TASK:
Beneath this instruction is a listing; print exactly the lines in it starting at the line that contains "Trace every instance of the <item>bicycle frame</item>" and going through the line that contains "Query: <item>bicycle frame</item>".

RECORDS:
══════════
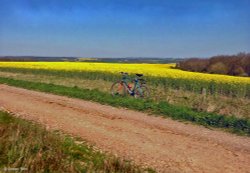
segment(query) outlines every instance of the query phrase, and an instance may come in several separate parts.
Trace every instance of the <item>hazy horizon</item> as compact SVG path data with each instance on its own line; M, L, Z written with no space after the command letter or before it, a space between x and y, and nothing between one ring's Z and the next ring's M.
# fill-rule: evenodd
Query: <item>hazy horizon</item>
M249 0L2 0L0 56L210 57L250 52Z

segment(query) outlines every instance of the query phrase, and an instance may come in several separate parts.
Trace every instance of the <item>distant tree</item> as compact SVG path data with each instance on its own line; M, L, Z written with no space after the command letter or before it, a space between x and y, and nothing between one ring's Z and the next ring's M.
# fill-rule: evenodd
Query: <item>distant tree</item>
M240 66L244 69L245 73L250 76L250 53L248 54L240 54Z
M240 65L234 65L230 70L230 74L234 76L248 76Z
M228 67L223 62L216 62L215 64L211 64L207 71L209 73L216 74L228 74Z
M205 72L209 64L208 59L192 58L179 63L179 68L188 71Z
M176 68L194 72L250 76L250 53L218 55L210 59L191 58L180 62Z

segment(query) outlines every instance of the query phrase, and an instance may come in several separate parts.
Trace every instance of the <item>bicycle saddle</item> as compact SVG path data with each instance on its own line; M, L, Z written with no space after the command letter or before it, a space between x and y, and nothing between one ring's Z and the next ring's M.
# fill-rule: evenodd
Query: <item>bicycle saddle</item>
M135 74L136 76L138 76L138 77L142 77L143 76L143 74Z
══════════
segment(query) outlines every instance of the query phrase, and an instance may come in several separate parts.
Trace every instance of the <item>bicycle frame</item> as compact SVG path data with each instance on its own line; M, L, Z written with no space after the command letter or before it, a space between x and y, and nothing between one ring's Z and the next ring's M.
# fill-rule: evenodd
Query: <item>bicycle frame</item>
══════════
WRITTEN REPLY:
Trace every instance of the <item>bicycle frame</item> as compact SVG path data with each instance on its own line; M, L, Z written with no space after the command letter or before it, a space between x and y, and nothing between one ring's Z and the next ring's M.
# fill-rule: evenodd
Query: <item>bicycle frame</item>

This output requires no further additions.